Dataset =
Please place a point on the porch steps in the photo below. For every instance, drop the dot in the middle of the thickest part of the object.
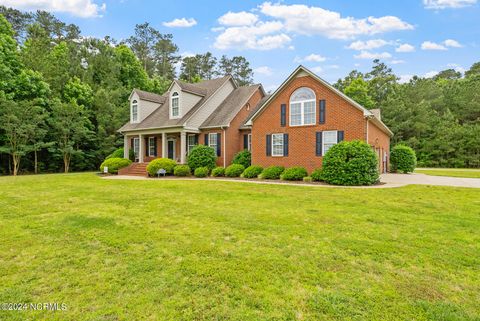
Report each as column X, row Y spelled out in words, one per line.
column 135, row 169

* * *

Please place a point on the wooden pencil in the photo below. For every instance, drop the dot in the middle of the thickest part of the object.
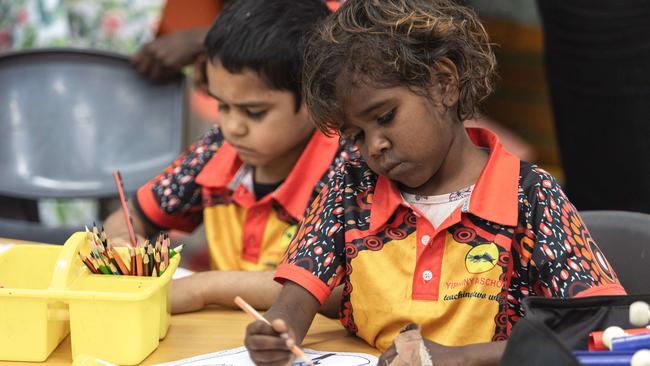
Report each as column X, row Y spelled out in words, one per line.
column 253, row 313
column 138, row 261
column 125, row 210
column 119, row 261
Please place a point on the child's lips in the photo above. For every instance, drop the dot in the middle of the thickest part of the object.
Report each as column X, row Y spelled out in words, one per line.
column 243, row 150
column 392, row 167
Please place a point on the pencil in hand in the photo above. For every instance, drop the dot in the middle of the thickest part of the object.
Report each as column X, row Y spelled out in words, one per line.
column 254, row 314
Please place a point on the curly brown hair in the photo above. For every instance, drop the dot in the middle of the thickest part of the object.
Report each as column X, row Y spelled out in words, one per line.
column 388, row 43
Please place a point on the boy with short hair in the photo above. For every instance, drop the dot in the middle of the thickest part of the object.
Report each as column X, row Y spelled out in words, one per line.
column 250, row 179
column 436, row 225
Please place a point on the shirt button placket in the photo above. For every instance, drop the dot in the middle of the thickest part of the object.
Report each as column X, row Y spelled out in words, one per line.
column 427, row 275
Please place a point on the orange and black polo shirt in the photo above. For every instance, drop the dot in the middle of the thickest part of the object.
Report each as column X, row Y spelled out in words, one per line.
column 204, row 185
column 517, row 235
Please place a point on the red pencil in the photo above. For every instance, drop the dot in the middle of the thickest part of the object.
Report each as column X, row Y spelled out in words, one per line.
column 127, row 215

* * *

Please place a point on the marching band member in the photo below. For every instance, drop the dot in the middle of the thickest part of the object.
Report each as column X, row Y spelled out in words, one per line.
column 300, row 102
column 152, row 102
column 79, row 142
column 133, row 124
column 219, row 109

What you should do = Please convert the lines starting at the one containing "Please place a point on the shirt" and ending at the one containing "column 427, row 275" into a JSON list of strings, one string per line, leaving out blank lines.

Solved exercise =
[
  "Please place a point on the shirt button placket in the photo above. For every instance, drop the dot in the middle of the thickest part of the object.",
  "Report each as column X, row Y spelled out in words, one per line.",
  "column 427, row 275"
]